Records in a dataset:
━━━━━━━━━━
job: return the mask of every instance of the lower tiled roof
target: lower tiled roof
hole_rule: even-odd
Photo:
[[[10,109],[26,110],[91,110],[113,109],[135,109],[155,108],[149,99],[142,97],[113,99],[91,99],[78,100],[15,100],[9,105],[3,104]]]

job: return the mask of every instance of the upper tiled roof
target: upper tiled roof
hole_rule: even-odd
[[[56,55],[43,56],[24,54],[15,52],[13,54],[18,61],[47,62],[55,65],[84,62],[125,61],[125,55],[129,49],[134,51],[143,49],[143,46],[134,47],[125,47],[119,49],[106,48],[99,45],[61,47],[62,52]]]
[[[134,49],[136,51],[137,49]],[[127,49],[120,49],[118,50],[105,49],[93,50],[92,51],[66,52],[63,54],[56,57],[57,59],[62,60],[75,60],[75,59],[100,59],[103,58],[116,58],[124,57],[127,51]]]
━━━━━━━━━━
* _Do this_
Can you rewrite the records, starting at the line containing "job: return the mask of every instance of the upper" and ending at the end of the records, with every coordinate in the polygon answers scaled by 1.75 and rounded to the nearest whole number (halves up)? Keep all other lines, the requests included, unchanged.

* _Written solution_
job: return the mask of every instance of the upper tiled roof
target: upper tiled roof
hole_rule: even-odd
[[[98,96],[75,98],[42,95],[26,91],[23,95],[32,107],[82,109],[96,114],[147,109],[219,107],[219,96],[226,86],[235,89],[250,86],[250,81],[235,82],[219,82],[208,86],[186,84],[173,79],[107,82],[109,91]]]
[[[235,86],[238,89],[240,86]],[[222,86],[210,86],[207,88],[184,86],[163,88],[161,89],[116,91],[110,95],[98,100],[100,103],[109,105],[131,105],[131,103],[175,103],[180,102],[203,102],[217,100],[222,89]]]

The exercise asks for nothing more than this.